───── RAW DATA ─────

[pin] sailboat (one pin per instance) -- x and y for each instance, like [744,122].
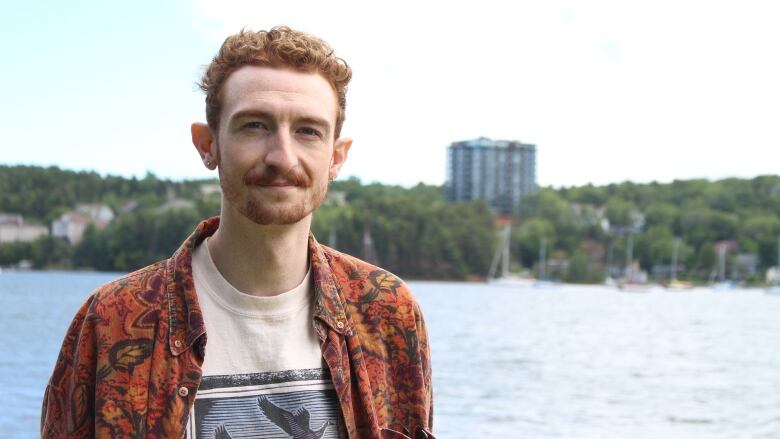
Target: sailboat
[505,278]
[722,284]
[674,284]
[541,280]
[634,279]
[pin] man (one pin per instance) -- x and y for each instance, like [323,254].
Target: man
[252,327]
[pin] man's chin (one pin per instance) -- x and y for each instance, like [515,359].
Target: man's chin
[280,216]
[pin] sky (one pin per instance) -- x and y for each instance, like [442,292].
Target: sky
[608,91]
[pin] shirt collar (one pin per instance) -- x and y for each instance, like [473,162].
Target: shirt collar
[185,318]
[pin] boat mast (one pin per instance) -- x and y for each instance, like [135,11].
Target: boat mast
[505,256]
[722,263]
[542,258]
[629,254]
[674,259]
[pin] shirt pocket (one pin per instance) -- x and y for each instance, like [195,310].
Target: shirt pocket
[388,433]
[392,434]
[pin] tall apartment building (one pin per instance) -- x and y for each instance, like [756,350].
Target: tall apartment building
[501,172]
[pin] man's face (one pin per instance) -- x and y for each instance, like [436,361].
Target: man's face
[275,146]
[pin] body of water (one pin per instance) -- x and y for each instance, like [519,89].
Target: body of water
[511,362]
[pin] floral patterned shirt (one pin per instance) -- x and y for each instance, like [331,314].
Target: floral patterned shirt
[130,364]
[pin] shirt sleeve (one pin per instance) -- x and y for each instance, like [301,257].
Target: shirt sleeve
[66,410]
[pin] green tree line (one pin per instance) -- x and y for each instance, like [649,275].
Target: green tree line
[414,232]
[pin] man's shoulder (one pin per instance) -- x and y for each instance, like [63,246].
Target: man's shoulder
[364,284]
[140,289]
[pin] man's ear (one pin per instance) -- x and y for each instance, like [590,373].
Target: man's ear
[204,142]
[340,152]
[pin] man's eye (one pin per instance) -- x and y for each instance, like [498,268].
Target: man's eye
[309,132]
[254,125]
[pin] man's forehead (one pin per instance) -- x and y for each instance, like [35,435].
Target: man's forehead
[261,86]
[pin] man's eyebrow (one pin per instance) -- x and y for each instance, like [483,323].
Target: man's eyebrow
[311,120]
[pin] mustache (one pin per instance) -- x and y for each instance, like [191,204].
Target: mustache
[273,175]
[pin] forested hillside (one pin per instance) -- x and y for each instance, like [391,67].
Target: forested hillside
[414,232]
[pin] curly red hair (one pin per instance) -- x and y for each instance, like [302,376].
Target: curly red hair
[278,47]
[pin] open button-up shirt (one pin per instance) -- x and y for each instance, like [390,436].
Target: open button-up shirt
[130,364]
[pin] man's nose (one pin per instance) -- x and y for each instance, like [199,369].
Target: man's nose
[281,152]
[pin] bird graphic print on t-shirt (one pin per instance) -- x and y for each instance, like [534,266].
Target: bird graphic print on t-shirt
[297,404]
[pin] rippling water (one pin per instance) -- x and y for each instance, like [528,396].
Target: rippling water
[564,362]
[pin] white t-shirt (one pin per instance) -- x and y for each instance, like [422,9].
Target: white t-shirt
[263,370]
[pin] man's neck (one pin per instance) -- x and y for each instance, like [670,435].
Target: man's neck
[257,259]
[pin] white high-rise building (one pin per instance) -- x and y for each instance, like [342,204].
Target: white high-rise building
[501,172]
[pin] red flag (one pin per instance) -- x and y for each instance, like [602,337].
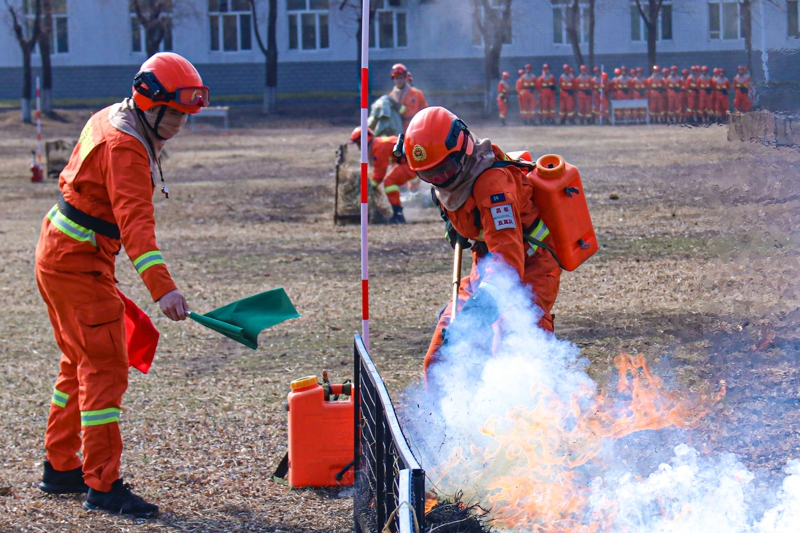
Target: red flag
[142,336]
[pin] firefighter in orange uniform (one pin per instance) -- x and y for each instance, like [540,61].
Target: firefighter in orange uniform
[600,96]
[547,95]
[527,96]
[655,85]
[705,87]
[488,200]
[743,87]
[692,94]
[566,95]
[106,203]
[407,100]
[674,95]
[584,87]
[379,155]
[639,92]
[502,97]
[722,87]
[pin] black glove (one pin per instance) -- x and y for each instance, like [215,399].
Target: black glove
[453,237]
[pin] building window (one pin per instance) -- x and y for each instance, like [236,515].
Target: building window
[794,27]
[308,24]
[663,25]
[59,37]
[388,27]
[723,20]
[139,37]
[560,35]
[230,25]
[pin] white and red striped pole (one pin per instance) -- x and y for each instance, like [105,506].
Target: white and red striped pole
[38,124]
[364,173]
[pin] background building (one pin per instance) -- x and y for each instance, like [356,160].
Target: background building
[97,45]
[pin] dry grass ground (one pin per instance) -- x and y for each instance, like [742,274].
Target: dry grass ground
[698,270]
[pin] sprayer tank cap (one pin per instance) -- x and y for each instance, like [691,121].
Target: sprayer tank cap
[550,166]
[302,383]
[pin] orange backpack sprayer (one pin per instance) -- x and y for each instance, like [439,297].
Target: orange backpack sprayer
[558,192]
[321,440]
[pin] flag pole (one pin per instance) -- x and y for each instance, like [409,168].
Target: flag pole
[364,170]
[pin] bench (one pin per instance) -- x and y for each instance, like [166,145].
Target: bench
[629,104]
[210,112]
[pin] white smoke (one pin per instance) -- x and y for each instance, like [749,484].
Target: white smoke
[482,376]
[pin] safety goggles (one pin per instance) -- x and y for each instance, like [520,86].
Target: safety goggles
[444,172]
[148,85]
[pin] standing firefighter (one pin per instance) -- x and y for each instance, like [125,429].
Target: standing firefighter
[407,100]
[502,97]
[488,199]
[106,203]
[379,155]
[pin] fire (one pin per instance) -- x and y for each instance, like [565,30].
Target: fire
[536,474]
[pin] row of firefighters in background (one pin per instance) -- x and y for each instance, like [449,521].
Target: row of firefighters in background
[672,96]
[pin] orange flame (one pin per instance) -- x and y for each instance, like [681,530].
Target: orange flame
[532,480]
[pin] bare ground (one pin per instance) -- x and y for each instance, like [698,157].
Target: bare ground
[698,270]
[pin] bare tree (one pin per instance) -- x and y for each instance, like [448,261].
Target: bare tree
[26,43]
[573,23]
[494,25]
[270,54]
[649,10]
[45,38]
[155,16]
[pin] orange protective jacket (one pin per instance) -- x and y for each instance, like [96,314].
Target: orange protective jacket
[109,177]
[381,152]
[414,102]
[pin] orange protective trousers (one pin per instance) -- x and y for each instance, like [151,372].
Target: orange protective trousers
[87,316]
[400,174]
[542,274]
[547,103]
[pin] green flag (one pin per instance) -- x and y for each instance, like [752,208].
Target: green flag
[244,319]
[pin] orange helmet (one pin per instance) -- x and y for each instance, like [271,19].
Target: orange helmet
[171,80]
[399,69]
[435,144]
[355,137]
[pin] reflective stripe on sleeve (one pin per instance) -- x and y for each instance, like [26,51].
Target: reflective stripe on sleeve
[60,398]
[98,418]
[69,228]
[146,260]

─────

REQUIRED WORK:
Would you give again, word for word, every line from the one with "[pin] white smoke" through the final line of the listing above?

RESPONSE FOR THIS EXERCISE:
[pin] white smoke (one pin per instance) -- x and y for each instance, like [749,484].
Target: white smoke
[482,376]
[pin] safety goggles (one pin per instance) -- x and y for each instance, like [520,86].
Target: safety goggles
[444,172]
[148,85]
[pin] standing firefighter (one pin per instance) -- x and y for each instance, like [125,429].
Target: standing firefighter
[407,100]
[502,97]
[488,199]
[106,203]
[379,155]
[pin] fire (one pin per instance) -- x and y for each instance, like [565,30].
Target: fire
[536,474]
[pin] row of firefighters in background (one pin per instance) -- x and y for each instance, like [449,521].
Target: row of firefighters in background
[672,96]
[pin] orange flame (one pin per instance) -- x and y for each instance, like [681,530].
Target: orange flame
[532,480]
[pin] bare ground (one pin per instance) -- x and y for each instance, like [698,157].
Target: bare ground
[698,270]
[pin] bare tree (one pin per instance) -- x and y for each instance, like [448,261].
Target: bare tree
[26,43]
[573,23]
[494,25]
[270,54]
[649,10]
[45,38]
[155,16]
[pin] orange protective jacket (one pin per instance) -- x and y for each instance, like [96,314].
Target: orange protective jacket
[109,177]
[381,152]
[414,102]
[pin] orange protective trousers (one pin per instance) -- x and y for each instance, like [151,372].
Target: orange protective trousers
[87,316]
[400,174]
[542,274]
[547,103]
[pin] green flag (one pin per instance) -- x and y for each instance, like [752,208].
Target: green flag
[244,319]
[pin] orange helmet (one pin per instance) -- x and y for each instance, like [271,19].
Target: orange helmet
[171,80]
[399,69]
[435,144]
[355,137]
[pin] reflective stripe on sleeve (one pin per instance) -- x and y for each instance, like [26,51].
Target: reflective stripe on sleeve
[60,398]
[98,418]
[69,228]
[146,260]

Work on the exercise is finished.